- WHAT THE EXERCISE ASKS -
Copy the lines verbatim, beginning with the line that contains "Tag every instance of the lotus" and continuing through the end of the data, and only those lines.

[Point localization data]
*** Block opens ***
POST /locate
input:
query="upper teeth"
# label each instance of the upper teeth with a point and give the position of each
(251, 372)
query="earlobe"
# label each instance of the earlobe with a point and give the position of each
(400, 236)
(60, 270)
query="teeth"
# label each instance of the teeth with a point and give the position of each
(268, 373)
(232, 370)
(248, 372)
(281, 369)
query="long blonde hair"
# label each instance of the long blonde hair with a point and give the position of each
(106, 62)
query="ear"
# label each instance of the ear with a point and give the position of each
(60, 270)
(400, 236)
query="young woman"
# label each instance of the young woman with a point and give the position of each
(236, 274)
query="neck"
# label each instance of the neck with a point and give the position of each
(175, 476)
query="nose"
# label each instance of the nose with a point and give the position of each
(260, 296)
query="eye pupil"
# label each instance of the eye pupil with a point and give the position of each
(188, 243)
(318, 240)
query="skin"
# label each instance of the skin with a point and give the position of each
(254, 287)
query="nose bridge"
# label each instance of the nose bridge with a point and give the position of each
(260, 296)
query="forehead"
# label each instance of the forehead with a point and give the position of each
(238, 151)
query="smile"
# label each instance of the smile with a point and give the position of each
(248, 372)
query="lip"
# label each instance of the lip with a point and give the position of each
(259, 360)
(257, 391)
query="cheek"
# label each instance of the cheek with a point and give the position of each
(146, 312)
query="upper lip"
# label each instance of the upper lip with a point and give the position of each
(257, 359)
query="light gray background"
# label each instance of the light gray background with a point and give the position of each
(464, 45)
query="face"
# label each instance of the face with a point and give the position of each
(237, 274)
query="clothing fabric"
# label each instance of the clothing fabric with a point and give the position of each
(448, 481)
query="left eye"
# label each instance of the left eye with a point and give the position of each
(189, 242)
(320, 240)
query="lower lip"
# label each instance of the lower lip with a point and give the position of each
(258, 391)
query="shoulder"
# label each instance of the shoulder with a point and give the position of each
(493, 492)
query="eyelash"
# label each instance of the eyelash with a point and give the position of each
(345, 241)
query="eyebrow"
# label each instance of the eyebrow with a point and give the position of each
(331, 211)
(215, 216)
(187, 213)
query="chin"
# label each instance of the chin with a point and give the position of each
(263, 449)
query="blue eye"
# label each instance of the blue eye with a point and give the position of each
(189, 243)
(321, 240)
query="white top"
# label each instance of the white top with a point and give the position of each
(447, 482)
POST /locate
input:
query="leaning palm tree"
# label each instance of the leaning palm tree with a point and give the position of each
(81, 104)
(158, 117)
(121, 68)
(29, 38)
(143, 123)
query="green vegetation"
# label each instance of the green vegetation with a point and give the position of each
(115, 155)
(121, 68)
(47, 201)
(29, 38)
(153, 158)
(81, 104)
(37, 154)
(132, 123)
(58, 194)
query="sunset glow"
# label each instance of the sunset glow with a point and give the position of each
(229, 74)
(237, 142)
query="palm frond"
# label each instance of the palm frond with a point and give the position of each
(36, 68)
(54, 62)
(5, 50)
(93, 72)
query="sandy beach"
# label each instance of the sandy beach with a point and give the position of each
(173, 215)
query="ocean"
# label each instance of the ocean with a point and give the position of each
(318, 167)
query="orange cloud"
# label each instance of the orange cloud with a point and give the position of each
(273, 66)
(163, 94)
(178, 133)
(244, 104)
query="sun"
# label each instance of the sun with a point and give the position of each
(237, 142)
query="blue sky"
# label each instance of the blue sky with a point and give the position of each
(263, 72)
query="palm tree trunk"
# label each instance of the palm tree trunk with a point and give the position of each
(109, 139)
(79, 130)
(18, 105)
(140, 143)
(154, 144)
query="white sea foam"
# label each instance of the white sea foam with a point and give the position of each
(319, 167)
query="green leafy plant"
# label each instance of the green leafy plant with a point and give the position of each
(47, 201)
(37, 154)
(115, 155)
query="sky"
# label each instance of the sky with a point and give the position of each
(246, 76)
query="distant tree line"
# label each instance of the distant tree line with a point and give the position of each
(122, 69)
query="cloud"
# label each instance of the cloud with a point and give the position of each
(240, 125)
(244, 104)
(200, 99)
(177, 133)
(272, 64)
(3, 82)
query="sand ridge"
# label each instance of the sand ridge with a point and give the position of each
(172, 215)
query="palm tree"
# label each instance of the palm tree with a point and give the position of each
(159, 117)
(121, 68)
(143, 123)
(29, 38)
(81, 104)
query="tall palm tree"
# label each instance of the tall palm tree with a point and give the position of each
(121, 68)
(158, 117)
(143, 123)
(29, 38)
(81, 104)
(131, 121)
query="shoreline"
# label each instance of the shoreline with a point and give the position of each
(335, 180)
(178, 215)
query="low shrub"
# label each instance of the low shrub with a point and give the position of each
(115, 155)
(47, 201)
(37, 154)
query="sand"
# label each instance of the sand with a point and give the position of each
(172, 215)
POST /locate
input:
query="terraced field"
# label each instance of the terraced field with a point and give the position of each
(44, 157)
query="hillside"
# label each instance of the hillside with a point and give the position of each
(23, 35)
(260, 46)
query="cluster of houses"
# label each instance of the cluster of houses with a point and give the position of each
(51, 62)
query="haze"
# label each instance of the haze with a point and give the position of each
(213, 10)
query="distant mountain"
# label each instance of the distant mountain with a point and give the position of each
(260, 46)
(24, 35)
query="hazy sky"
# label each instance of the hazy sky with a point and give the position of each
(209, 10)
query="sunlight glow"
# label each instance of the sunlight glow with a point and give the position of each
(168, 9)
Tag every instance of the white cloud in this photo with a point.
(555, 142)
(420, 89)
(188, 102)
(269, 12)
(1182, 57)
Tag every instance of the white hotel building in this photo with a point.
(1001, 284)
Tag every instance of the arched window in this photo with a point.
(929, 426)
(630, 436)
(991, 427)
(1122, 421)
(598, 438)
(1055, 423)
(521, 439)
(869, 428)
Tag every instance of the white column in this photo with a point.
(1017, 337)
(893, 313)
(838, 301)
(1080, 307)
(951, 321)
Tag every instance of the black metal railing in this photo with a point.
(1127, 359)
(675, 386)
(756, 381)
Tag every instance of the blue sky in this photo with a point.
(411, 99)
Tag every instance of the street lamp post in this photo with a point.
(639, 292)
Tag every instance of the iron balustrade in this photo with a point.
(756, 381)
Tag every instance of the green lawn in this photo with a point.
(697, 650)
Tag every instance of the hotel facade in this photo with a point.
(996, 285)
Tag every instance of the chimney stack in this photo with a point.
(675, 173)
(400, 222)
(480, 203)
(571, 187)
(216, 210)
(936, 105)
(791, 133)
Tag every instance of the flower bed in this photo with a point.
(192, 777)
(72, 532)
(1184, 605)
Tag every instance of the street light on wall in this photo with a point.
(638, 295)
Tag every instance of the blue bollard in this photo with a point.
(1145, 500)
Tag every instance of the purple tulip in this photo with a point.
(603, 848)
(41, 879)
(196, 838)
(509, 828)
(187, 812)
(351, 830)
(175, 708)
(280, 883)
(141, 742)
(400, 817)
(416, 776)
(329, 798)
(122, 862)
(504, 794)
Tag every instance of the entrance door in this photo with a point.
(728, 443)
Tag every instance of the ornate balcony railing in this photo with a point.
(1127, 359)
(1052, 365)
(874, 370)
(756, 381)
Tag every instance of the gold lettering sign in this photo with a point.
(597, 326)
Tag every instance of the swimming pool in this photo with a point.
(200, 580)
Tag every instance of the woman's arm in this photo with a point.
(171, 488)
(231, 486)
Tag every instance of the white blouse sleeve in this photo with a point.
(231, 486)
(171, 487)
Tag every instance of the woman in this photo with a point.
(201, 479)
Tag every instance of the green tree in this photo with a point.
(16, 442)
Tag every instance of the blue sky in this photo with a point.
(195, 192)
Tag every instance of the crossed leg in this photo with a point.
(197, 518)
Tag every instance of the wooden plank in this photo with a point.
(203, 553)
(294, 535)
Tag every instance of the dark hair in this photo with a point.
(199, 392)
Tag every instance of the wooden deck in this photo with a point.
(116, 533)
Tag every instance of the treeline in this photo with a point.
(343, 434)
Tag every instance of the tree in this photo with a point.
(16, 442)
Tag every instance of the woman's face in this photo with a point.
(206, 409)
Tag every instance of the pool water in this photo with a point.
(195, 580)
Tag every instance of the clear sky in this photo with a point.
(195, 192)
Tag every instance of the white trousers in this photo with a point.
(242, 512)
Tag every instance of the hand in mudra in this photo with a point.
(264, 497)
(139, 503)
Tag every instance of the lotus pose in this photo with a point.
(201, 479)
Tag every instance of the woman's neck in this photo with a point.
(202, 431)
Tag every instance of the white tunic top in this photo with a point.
*** Block closes ***
- FINAL ANSWER -
Tag every instance of the lotus pose in this photo with a point.
(201, 479)
Tag every instance of the woman's neck in this photo with a point.
(202, 431)
Tag every instance of the white tunic top in this photo with a point.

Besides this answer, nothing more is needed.